--- DATASET ENTRIES ---

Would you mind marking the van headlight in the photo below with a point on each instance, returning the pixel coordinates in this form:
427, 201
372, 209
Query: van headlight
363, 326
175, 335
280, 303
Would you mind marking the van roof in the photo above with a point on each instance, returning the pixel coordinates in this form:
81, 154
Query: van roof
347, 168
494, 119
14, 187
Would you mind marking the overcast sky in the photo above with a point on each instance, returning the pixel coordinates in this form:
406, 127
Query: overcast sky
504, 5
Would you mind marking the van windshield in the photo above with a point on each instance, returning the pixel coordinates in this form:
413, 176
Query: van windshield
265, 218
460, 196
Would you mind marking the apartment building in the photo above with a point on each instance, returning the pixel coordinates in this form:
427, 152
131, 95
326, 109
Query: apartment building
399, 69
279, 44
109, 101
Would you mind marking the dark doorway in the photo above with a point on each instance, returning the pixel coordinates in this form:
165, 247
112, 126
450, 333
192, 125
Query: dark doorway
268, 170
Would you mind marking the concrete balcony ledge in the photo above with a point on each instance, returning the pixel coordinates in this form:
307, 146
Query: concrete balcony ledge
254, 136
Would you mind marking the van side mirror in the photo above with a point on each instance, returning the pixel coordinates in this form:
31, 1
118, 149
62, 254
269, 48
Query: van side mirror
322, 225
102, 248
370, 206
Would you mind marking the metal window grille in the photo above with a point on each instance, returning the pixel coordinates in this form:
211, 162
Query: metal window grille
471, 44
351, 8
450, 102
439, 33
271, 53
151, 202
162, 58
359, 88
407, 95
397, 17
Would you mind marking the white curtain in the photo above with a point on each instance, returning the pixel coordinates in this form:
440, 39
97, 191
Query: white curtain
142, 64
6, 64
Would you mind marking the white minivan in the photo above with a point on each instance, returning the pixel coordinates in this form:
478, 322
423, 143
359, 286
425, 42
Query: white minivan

---

- **TASK DIRECTIONS**
Could you put every line of the material above into a numbered list, leaving out any blank lines?

- **RESULT BELOW**
1. Would you mind marking the van headlight in the photo below with a point on each instance, returning the pixel coordinates in this form:
2. 427, 201
3. 372, 209
4. Query: van headlight
5. 363, 326
6. 175, 335
7. 280, 303
8. Would you mind marking the van roof in the photo above with a point on each instance, returning the pixel coordinates in this form:
9. 81, 154
10. Query: van roof
11. 347, 168
12. 494, 119
13. 14, 187
14. Would you mind marking the overcast sky in the photo above with a point on each instance, returning the pixel coordinates in this form:
15. 406, 127
16. Query: overcast sky
17. 504, 5
18. Would you mind marking the van windshield in the photo above with a point on each instance, returning the pixel coordinates in this form:
19. 413, 176
20. Query: van windshield
21. 265, 218
22. 460, 196
23. Would you mind marking the apartment building in the photo above with a point on each instance, returning the pixel coordinates in this form:
24. 427, 152
25. 131, 95
26. 326, 109
27. Query: apartment building
28. 399, 69
29. 279, 44
30. 109, 101
31. Would you mind marking the dark doorway in the photo above with a point on each instance, returning the pixel coordinates in this form:
32. 165, 247
33. 112, 126
34. 450, 333
35. 192, 125
36. Query: dark doorway
37. 268, 170
38. Would you mind marking the concrete balcony ledge in the photo above with a point on each instance, returning the pixel coordinates in this form:
39. 307, 146
40. Query: concrete balcony ledge
41. 254, 136
42. Would you mind marking the van side mirror in the photo above with a point on each instance, returning the pixel coordinates in this form:
43. 31, 1
44. 118, 149
45. 62, 254
46. 269, 48
47. Query: van side mirror
48. 322, 225
49. 102, 248
50. 370, 206
51. Would you mind marking the metal window grille in the photo above with a point on each instance, returning the pixel coordinates in this form:
52. 211, 162
53. Query: metal window grille
54. 471, 44
55. 351, 8
56. 450, 102
57. 439, 33
58. 271, 53
59. 151, 202
60. 162, 58
61. 359, 88
62. 407, 95
63. 397, 17
64. Would you mind marking the white curtain in the photo above with a point on each instance, returning the pixel coordinates in this form:
65. 440, 39
66. 97, 191
67. Query: white curtain
68. 142, 64
69. 6, 64
70. Would you mind marking the white minivan in the photo above with a point on each instance, returning the pixel coordinates in this form:
71. 478, 322
72. 423, 143
73. 359, 286
74. 425, 42
75. Query: white minivan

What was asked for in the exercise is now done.